It is a characteristic human trait to create panic at the slightest hint of a threat as the new variant of Omicron amply demonstrates. Humans look at the microworld composed of bacteria and viruses as essentially hostile, threatening their survival. The fight is always ‘on’ to suppress them and keep the humans at the top of the evolution charts. Nothing can be more foolish than this false sense of being at the pinnacle of evolution starting with the ‘lowly’ bacteria at the bottom as Lynn Marguilis and Dorion Sagan show in their fantastic book, ‘Microcosmos’. The microcosmos has been around for almost 4 billion years and are likely to go on for billions more. The horizontal transmission and mixing of genes are responsible for almost an infinite immortality of the species. The individual bacteria may divide but collectively, it is forever living. In fact, the rapid transfer of genetic material across the entire species almost calls for a definition of a global ‘super-organism’ instead of single units. Humans are perhaps one small way of spreading viruses or bacteria. They can do very well on their own without requiring human agency.
Constantly fed on the Darwinian concept of ‘survival of the fittest’, we are simply not aware, as Lynn Marguilis points out, that symbiosis too is a very important process in evolution. Life is a complicated web of interactions. The amazing fact of the human body is that only 10% of all our trillions of cells are ‘human’; 90% are bacterial cells. Not only that, the mitochondria in each cell are a foreign bacterium incorporated into all the eukaryotic cells at some remote time in the past which now helps in the utilisation of oxygen. Similarly, the chloroplasts in plant cells, vital in photosynthesis, is in all probability an incorporated bacterial DNA. Today, life depends on the ability to utilize oxygen, the most important source of which is plant life. An interesting speculation is consciousness itself may be because of the quantum jiggling of microtubules in the brain which in turn may be of spirochaetal origin! It is a humbling thought.
☆ ☆ ☆
## TASK A:
According to the essay on microbes and evolution, what percentage of the cells in the human body are bacterial?
## TASK B:
Carry on the essay on microbes and evolution from its last sentence.
☆ ☆ ☆
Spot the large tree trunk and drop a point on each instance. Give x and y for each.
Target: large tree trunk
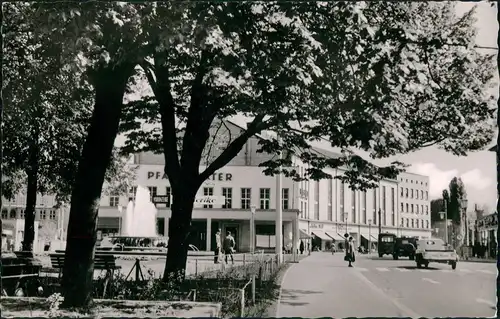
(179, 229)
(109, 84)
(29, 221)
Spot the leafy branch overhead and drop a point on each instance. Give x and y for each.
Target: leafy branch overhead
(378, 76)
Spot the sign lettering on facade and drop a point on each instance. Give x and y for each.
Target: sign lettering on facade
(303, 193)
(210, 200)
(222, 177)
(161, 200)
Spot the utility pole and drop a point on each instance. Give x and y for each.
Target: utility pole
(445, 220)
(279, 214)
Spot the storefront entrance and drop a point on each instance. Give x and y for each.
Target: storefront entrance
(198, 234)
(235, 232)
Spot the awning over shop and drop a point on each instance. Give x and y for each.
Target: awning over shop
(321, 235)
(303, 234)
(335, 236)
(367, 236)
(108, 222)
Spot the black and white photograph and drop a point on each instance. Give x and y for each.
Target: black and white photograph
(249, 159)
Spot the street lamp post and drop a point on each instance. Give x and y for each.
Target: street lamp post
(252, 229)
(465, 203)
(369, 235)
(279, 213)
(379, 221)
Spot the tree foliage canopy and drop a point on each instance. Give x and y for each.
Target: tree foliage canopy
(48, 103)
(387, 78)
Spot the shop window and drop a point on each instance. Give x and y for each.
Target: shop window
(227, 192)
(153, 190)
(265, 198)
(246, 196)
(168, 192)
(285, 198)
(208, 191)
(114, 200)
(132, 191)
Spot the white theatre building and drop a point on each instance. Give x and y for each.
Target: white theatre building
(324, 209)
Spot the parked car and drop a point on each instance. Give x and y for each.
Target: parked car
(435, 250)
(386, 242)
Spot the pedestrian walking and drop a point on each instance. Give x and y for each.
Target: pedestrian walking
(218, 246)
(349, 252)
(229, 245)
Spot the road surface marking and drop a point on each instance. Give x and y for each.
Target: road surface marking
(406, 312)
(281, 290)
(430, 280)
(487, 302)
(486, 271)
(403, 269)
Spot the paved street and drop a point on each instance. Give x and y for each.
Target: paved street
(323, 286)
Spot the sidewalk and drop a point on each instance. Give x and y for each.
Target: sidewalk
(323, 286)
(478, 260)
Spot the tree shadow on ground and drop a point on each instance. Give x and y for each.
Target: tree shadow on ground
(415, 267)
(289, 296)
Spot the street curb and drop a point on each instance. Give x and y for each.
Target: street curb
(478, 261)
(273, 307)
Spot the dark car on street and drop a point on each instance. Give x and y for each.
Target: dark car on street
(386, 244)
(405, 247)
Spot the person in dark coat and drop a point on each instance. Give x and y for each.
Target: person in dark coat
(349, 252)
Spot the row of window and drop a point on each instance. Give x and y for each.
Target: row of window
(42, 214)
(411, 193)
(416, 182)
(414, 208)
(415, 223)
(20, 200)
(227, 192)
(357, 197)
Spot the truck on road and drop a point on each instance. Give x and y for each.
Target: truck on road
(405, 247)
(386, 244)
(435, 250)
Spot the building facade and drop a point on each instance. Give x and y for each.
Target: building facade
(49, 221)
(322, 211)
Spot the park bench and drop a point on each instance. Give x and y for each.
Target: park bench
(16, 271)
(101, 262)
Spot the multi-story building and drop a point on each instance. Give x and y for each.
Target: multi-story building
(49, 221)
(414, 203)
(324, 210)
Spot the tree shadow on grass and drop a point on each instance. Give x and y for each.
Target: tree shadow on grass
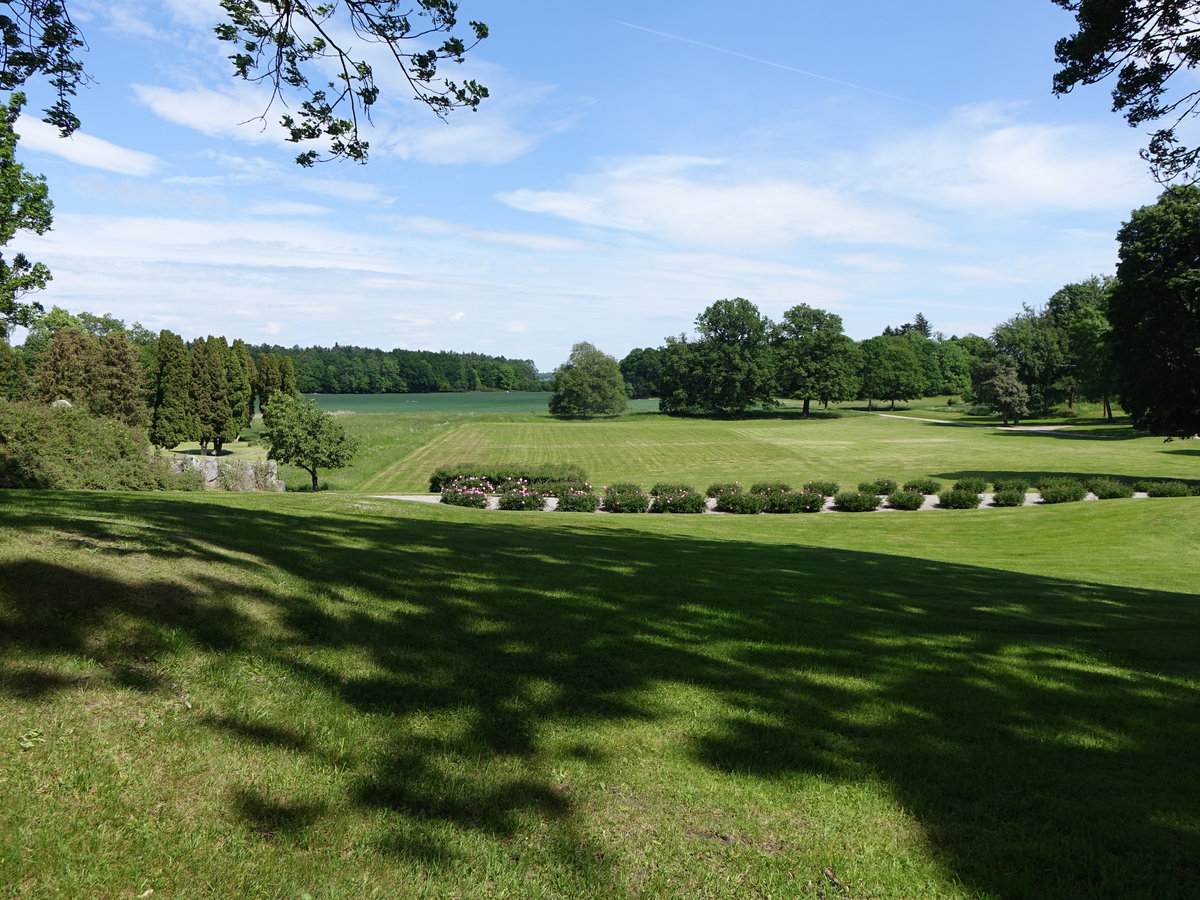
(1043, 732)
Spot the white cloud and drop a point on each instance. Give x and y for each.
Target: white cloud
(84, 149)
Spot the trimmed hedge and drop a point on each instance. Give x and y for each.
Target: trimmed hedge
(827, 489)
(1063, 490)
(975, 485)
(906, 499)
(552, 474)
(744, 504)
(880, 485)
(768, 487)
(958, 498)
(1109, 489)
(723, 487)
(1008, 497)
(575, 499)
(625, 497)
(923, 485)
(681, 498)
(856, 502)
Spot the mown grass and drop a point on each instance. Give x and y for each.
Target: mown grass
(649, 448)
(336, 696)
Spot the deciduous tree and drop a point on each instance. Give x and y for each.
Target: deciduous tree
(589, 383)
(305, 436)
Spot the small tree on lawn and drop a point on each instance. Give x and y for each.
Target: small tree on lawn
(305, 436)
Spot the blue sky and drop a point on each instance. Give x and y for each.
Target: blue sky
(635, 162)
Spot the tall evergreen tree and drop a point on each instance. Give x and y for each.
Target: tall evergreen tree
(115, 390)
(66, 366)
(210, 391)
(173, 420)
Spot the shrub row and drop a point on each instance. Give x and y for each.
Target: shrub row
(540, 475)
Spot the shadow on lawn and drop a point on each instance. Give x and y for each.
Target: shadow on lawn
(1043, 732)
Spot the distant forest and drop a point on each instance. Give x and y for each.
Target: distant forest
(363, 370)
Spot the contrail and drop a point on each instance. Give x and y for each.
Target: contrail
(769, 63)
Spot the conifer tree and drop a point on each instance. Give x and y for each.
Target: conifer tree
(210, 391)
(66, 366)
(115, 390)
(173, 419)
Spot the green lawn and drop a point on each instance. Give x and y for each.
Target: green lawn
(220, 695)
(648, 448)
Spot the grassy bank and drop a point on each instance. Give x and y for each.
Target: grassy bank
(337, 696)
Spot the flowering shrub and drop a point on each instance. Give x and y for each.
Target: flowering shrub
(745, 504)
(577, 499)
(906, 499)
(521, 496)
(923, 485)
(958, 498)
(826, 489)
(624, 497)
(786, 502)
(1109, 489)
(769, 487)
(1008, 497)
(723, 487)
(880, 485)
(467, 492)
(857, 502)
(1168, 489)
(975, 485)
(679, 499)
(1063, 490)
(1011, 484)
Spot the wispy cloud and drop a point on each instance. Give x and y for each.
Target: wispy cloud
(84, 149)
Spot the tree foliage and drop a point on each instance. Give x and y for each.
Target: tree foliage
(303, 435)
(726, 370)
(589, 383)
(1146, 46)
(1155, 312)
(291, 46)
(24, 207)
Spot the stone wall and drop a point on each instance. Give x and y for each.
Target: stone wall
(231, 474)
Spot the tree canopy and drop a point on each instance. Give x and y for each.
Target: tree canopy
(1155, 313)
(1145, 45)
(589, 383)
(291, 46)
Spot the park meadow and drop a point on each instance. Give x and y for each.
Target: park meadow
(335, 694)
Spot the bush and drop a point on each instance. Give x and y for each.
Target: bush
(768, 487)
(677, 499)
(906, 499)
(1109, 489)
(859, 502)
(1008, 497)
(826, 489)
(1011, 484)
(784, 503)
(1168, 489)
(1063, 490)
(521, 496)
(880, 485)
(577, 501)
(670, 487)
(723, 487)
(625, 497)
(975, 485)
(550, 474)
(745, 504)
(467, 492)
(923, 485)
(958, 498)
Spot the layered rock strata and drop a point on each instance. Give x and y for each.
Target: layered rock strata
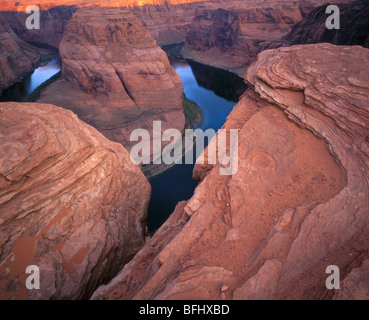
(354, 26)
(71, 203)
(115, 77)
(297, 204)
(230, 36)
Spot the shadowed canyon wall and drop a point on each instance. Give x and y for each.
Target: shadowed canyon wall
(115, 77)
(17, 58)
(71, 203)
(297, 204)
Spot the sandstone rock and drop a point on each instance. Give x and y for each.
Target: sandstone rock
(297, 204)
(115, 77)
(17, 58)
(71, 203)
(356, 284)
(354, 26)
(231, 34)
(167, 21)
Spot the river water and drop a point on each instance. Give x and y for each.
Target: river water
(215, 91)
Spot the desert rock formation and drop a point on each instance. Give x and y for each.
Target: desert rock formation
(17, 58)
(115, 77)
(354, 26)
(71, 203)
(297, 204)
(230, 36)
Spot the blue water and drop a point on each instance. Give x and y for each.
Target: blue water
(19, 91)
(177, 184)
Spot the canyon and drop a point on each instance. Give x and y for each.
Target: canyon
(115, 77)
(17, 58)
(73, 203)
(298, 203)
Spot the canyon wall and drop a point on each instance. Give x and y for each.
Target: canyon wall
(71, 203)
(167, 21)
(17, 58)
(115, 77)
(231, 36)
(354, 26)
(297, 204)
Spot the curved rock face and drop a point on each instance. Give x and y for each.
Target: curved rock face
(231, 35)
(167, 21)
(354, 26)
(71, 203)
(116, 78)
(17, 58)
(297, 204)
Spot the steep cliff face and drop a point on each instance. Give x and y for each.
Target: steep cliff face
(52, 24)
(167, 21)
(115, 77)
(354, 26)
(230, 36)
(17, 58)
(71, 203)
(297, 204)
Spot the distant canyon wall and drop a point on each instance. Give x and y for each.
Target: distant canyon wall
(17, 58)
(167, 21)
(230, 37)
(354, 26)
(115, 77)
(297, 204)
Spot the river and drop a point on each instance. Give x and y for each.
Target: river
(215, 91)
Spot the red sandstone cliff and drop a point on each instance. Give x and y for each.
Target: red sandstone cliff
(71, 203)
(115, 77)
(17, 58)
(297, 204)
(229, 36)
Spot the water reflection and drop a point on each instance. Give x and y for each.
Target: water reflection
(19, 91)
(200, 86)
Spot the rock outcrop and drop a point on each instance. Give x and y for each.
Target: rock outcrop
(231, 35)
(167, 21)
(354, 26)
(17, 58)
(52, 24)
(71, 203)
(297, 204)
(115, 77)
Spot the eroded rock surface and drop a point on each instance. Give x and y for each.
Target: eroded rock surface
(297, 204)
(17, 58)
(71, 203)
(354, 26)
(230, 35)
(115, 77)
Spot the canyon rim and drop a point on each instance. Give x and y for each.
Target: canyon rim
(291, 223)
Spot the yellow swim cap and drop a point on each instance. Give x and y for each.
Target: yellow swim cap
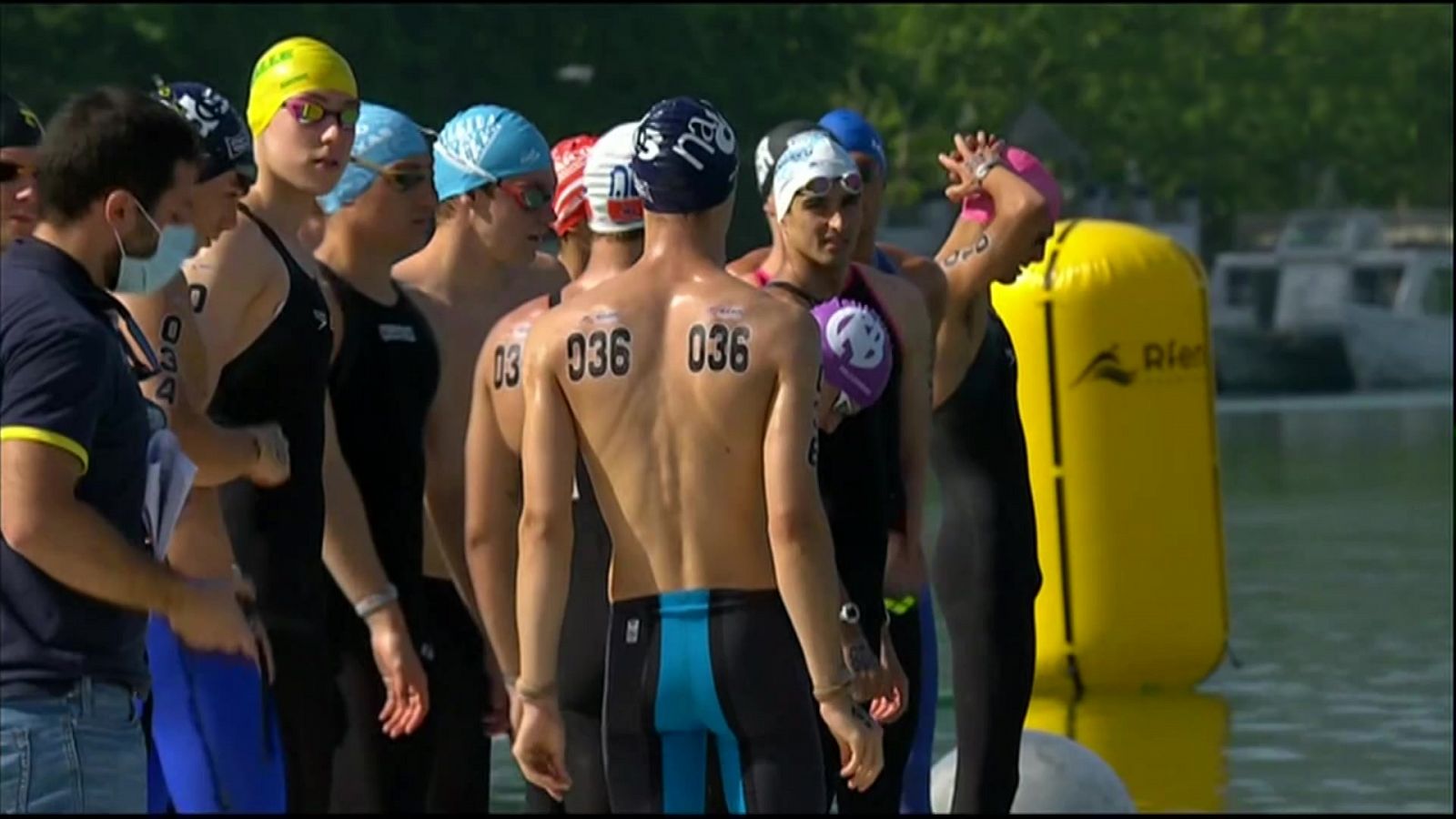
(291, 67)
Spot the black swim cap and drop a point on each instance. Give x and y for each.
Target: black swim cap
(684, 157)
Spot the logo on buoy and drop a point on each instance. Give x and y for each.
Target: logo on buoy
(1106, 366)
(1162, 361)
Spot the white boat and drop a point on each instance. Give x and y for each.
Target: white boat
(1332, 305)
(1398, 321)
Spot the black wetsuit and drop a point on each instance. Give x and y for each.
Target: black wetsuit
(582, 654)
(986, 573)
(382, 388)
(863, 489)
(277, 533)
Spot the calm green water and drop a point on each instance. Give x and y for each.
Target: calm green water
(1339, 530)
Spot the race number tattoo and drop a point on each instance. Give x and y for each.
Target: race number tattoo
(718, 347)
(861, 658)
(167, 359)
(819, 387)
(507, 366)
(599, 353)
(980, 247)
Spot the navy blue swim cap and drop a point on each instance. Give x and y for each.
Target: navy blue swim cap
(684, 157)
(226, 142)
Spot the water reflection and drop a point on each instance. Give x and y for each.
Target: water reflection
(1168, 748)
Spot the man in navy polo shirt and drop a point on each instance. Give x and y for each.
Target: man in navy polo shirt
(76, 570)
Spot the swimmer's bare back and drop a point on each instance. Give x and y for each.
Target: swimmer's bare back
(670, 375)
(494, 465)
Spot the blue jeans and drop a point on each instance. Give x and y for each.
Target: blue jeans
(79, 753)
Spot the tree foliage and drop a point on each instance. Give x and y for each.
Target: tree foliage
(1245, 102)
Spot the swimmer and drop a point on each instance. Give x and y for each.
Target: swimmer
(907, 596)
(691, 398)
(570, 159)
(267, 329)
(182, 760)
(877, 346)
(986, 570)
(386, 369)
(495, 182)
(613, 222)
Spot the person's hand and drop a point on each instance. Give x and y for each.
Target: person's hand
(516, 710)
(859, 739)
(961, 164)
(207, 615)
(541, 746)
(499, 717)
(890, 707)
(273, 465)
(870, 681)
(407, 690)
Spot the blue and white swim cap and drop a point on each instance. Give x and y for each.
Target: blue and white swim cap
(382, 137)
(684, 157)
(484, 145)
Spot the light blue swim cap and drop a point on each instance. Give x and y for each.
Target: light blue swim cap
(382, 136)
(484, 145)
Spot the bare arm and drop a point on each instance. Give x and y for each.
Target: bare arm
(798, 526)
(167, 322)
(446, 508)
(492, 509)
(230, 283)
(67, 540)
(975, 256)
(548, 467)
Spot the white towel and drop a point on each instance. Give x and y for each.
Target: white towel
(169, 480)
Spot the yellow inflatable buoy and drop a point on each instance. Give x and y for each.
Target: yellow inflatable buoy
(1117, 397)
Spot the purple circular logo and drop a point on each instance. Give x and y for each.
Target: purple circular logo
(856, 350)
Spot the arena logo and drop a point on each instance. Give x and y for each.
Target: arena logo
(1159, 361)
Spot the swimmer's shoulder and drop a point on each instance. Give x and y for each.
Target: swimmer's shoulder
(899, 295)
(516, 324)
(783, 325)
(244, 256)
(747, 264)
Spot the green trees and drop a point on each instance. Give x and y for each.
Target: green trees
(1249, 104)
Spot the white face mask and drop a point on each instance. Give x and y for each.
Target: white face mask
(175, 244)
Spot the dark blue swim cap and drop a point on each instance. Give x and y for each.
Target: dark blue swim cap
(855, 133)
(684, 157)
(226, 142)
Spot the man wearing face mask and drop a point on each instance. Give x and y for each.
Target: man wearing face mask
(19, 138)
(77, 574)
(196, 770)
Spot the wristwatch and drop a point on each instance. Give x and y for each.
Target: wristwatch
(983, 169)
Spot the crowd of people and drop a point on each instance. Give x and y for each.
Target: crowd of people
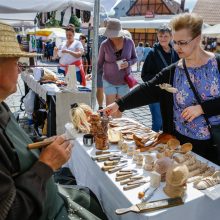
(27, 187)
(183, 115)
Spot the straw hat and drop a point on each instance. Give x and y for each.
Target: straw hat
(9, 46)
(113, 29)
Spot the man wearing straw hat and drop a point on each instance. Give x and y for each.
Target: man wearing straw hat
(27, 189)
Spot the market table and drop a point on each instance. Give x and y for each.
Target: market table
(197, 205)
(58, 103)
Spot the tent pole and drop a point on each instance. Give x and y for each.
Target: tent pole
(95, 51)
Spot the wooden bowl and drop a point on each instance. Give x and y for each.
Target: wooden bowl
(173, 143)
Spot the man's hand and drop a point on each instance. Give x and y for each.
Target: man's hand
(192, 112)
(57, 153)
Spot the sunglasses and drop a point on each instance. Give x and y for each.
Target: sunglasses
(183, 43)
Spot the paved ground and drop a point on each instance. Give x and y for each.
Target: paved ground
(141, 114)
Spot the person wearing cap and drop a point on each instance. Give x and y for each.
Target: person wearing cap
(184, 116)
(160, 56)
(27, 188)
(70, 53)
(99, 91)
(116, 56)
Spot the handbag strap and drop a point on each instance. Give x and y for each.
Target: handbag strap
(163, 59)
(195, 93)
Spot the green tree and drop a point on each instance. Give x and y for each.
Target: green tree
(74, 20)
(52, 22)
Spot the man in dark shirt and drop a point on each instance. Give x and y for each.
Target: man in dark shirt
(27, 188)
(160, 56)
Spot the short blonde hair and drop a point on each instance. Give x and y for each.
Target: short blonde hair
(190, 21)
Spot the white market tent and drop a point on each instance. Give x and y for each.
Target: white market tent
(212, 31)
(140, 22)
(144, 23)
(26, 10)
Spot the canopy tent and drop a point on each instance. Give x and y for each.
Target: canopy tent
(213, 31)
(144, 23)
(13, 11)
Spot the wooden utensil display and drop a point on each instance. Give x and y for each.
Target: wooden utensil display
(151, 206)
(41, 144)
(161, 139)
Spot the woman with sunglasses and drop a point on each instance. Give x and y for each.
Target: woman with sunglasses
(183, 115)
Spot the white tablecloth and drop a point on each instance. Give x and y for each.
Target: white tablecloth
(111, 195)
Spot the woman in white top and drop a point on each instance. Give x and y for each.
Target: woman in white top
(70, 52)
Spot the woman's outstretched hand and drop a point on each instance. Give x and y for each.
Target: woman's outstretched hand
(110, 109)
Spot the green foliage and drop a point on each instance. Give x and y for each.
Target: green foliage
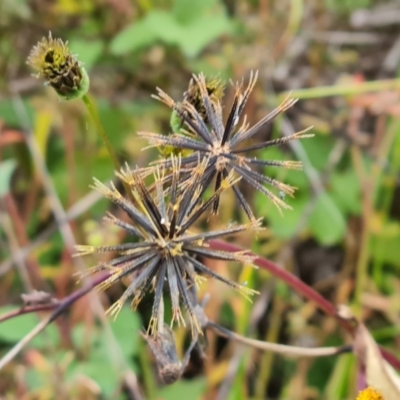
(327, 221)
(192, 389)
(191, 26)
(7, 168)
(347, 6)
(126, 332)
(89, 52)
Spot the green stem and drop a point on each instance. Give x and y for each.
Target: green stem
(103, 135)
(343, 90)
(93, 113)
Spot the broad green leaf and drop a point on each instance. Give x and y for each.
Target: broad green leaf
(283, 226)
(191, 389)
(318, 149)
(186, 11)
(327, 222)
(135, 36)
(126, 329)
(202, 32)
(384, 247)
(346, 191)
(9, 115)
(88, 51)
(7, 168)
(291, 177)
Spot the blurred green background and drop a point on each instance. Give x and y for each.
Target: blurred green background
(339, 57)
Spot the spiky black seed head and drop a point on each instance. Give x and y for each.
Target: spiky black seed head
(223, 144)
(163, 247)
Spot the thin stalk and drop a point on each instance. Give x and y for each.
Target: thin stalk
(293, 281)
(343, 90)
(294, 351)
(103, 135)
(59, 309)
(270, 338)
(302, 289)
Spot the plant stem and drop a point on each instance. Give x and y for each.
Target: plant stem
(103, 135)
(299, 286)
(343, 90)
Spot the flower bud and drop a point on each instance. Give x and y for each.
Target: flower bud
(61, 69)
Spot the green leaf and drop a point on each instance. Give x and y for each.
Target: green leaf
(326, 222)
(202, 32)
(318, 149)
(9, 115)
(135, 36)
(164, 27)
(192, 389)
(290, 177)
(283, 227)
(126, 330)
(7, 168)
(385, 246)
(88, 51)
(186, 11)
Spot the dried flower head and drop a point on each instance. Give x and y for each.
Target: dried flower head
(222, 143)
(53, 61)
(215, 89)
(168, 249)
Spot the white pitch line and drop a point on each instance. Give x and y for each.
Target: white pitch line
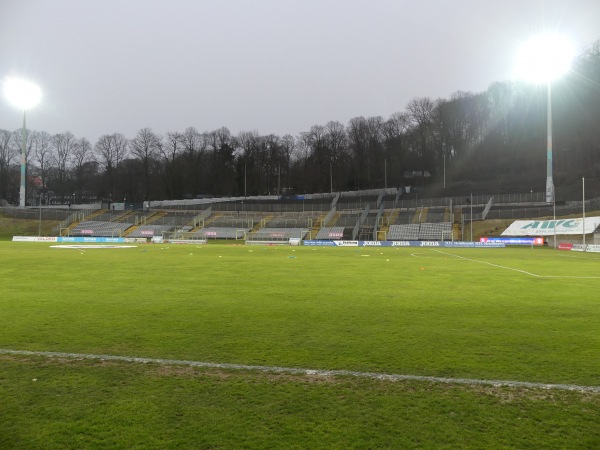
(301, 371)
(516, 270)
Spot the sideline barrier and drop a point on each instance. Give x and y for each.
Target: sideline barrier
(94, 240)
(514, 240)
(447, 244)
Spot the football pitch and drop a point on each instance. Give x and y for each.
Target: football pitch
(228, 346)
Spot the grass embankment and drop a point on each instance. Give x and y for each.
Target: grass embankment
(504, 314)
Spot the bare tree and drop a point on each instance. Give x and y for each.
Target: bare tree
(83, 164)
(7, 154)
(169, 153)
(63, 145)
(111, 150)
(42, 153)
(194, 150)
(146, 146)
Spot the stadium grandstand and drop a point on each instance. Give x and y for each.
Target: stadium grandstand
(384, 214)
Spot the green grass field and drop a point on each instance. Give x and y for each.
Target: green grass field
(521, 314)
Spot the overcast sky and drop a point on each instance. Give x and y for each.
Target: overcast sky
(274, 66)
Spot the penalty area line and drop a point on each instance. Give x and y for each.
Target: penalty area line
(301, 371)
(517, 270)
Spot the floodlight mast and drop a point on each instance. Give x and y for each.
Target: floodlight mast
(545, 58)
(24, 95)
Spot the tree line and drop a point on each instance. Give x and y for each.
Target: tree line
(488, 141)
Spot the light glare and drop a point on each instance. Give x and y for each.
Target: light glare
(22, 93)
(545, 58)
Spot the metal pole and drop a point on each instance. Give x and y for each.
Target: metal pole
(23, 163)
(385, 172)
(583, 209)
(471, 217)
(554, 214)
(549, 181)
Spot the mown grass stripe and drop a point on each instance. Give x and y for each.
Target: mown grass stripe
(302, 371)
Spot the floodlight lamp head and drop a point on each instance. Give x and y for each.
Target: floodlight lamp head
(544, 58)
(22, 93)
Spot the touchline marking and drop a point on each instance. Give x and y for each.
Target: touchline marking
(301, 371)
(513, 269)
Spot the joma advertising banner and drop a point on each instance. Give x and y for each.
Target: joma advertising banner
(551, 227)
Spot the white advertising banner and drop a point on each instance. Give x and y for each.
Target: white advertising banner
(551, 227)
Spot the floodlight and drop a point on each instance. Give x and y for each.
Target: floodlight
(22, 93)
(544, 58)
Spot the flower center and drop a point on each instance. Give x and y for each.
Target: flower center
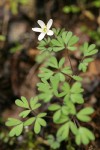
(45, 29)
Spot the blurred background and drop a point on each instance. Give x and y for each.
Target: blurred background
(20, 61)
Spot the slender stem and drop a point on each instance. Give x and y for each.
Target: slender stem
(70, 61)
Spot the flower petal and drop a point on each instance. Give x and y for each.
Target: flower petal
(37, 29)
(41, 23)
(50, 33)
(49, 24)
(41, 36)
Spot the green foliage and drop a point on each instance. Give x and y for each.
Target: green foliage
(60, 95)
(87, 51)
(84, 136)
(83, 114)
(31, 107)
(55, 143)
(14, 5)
☆ ☆ ☆
## EXERCISE ANSWER A:
90%

## EXERCISE ANSWER B:
So, there is an entire paradigm shift from competition to co-operation in the process of evolution. Survival in strict Darwinian terms is fecundity, that is the amount of progeny one produces. In this regard, humans are distinctly at a disadvantage. The most rapid reproduction is in the bacteria which divide once every 20 minutes and the rapid exchange of DNA in a horizontal method ensures almost a super-organism spread across the globe. Viruses are not as hostile to the bacterial world as they are perhaps to the human cell. There are also some ideas theorizing that a major part of human DNA might be actually viral DNA incorporated again at different times in a remote past benefitting both the human body and the virus in a symbiotic relationship. The only thing which is popular about human reproduction is that it happens to be pleasurable, but apart from that, there are no survival advantages in the human mode of reproduction.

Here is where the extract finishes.